**Instructions for the task**
Find each line in the items below that contains the string "rule". Copy every such line in full.

>> Start

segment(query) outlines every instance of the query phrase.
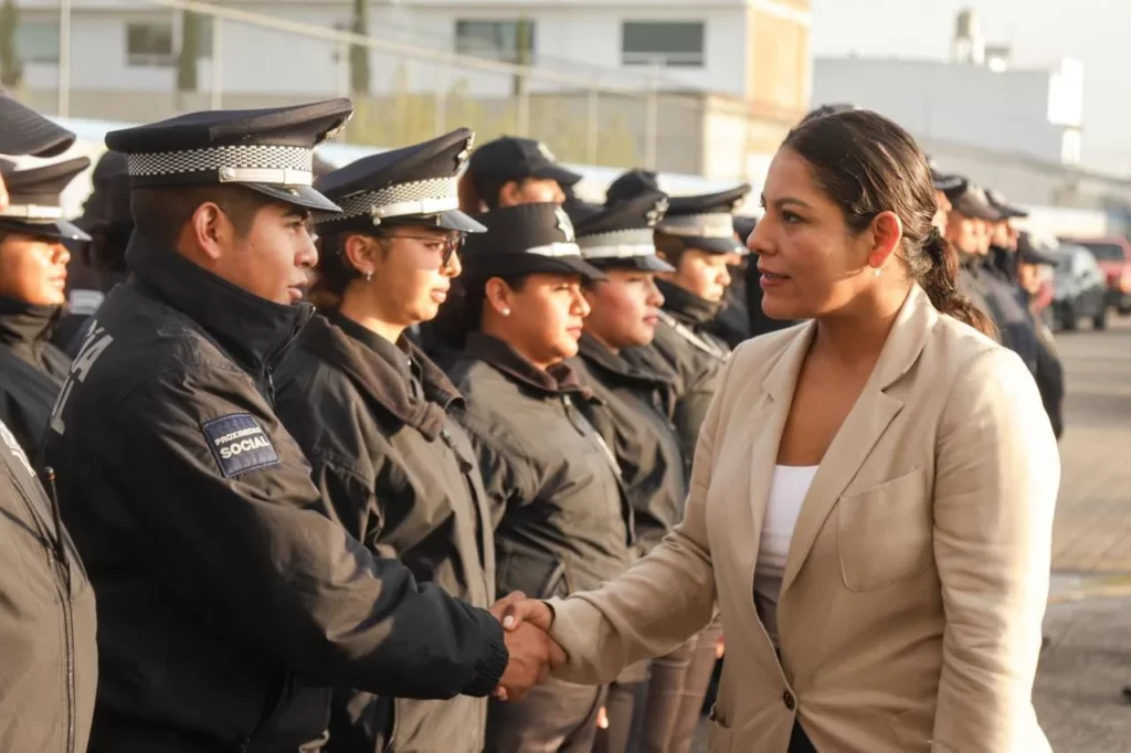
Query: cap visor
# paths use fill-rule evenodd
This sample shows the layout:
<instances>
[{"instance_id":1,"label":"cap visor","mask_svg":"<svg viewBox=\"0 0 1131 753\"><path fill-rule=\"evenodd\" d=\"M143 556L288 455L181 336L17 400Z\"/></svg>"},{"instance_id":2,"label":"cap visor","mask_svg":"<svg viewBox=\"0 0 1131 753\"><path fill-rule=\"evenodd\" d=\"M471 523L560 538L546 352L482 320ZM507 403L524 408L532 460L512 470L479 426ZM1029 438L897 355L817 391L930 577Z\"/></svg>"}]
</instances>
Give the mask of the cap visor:
<instances>
[{"instance_id":1,"label":"cap visor","mask_svg":"<svg viewBox=\"0 0 1131 753\"><path fill-rule=\"evenodd\" d=\"M75 135L11 97L0 94L0 154L54 157Z\"/></svg>"},{"instance_id":2,"label":"cap visor","mask_svg":"<svg viewBox=\"0 0 1131 753\"><path fill-rule=\"evenodd\" d=\"M533 173L534 178L542 178L551 181L558 181L560 185L573 185L581 180L581 176L571 170L566 170L561 165L545 165L544 167L538 167Z\"/></svg>"},{"instance_id":3,"label":"cap visor","mask_svg":"<svg viewBox=\"0 0 1131 753\"><path fill-rule=\"evenodd\" d=\"M48 223L25 223L18 219L5 218L0 220L0 228L10 231L14 233L20 233L23 235L31 235L32 237L50 237L59 239L61 241L89 241L90 236L87 235L78 225L67 222L66 219L55 219Z\"/></svg>"},{"instance_id":4,"label":"cap visor","mask_svg":"<svg viewBox=\"0 0 1131 753\"><path fill-rule=\"evenodd\" d=\"M231 185L231 183L228 185ZM252 191L259 191L264 196L268 196L280 204L290 204L295 207L303 207L314 211L327 211L331 214L342 211L342 207L334 204L309 185L271 185L268 183L238 183L238 185L245 185Z\"/></svg>"},{"instance_id":5,"label":"cap visor","mask_svg":"<svg viewBox=\"0 0 1131 753\"><path fill-rule=\"evenodd\" d=\"M684 248L699 249L709 253L749 253L750 250L740 243L735 237L684 237L676 236L683 241Z\"/></svg>"},{"instance_id":6,"label":"cap visor","mask_svg":"<svg viewBox=\"0 0 1131 753\"><path fill-rule=\"evenodd\" d=\"M587 261L598 269L633 269L654 272L675 271L675 267L655 254L646 257L610 257L607 259L588 259Z\"/></svg>"},{"instance_id":7,"label":"cap visor","mask_svg":"<svg viewBox=\"0 0 1131 753\"><path fill-rule=\"evenodd\" d=\"M469 276L510 275L578 275L585 283L603 279L605 272L588 263L581 257L542 257L535 253L513 253L506 256L466 256L461 258L465 274Z\"/></svg>"}]
</instances>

>> End

**The response**
# paths use fill-rule evenodd
[{"instance_id":1,"label":"cap visor","mask_svg":"<svg viewBox=\"0 0 1131 753\"><path fill-rule=\"evenodd\" d=\"M143 556L288 455L181 336L17 400Z\"/></svg>"},{"instance_id":2,"label":"cap visor","mask_svg":"<svg viewBox=\"0 0 1131 753\"><path fill-rule=\"evenodd\" d=\"M471 523L560 538L546 352L482 320ZM507 403L524 408L532 460L512 470L479 426ZM1029 438L897 355L817 391L930 577Z\"/></svg>"}]
[{"instance_id":1,"label":"cap visor","mask_svg":"<svg viewBox=\"0 0 1131 753\"><path fill-rule=\"evenodd\" d=\"M75 135L11 97L0 94L0 154L54 157Z\"/></svg>"},{"instance_id":2,"label":"cap visor","mask_svg":"<svg viewBox=\"0 0 1131 753\"><path fill-rule=\"evenodd\" d=\"M533 173L534 178L542 178L551 181L558 181L560 185L573 185L581 180L581 176L571 170L566 170L561 165L545 165L544 167L538 167Z\"/></svg>"},{"instance_id":3,"label":"cap visor","mask_svg":"<svg viewBox=\"0 0 1131 753\"><path fill-rule=\"evenodd\" d=\"M48 223L25 223L18 219L5 218L0 220L0 228L10 231L14 233L20 233L23 235L31 235L32 237L50 237L59 239L61 241L89 241L90 236L87 235L78 225L67 222L66 219L55 219Z\"/></svg>"},{"instance_id":4,"label":"cap visor","mask_svg":"<svg viewBox=\"0 0 1131 753\"><path fill-rule=\"evenodd\" d=\"M231 185L231 183L228 185ZM252 191L259 191L264 196L268 196L280 204L290 204L295 207L303 207L314 211L327 211L331 214L342 211L342 207L334 204L309 185L271 185L268 183L238 183L238 185L245 185Z\"/></svg>"},{"instance_id":5,"label":"cap visor","mask_svg":"<svg viewBox=\"0 0 1131 753\"><path fill-rule=\"evenodd\" d=\"M684 248L699 249L709 253L749 253L750 250L740 243L735 237L684 237L676 236L683 241Z\"/></svg>"},{"instance_id":6,"label":"cap visor","mask_svg":"<svg viewBox=\"0 0 1131 753\"><path fill-rule=\"evenodd\" d=\"M587 261L598 269L633 269L654 272L675 271L675 267L655 254L646 257L610 257L607 259L588 259Z\"/></svg>"},{"instance_id":7,"label":"cap visor","mask_svg":"<svg viewBox=\"0 0 1131 753\"><path fill-rule=\"evenodd\" d=\"M469 276L510 275L578 275L585 283L603 279L605 272L588 263L581 257L542 257L535 253L513 253L506 256L466 256L461 258L465 274Z\"/></svg>"}]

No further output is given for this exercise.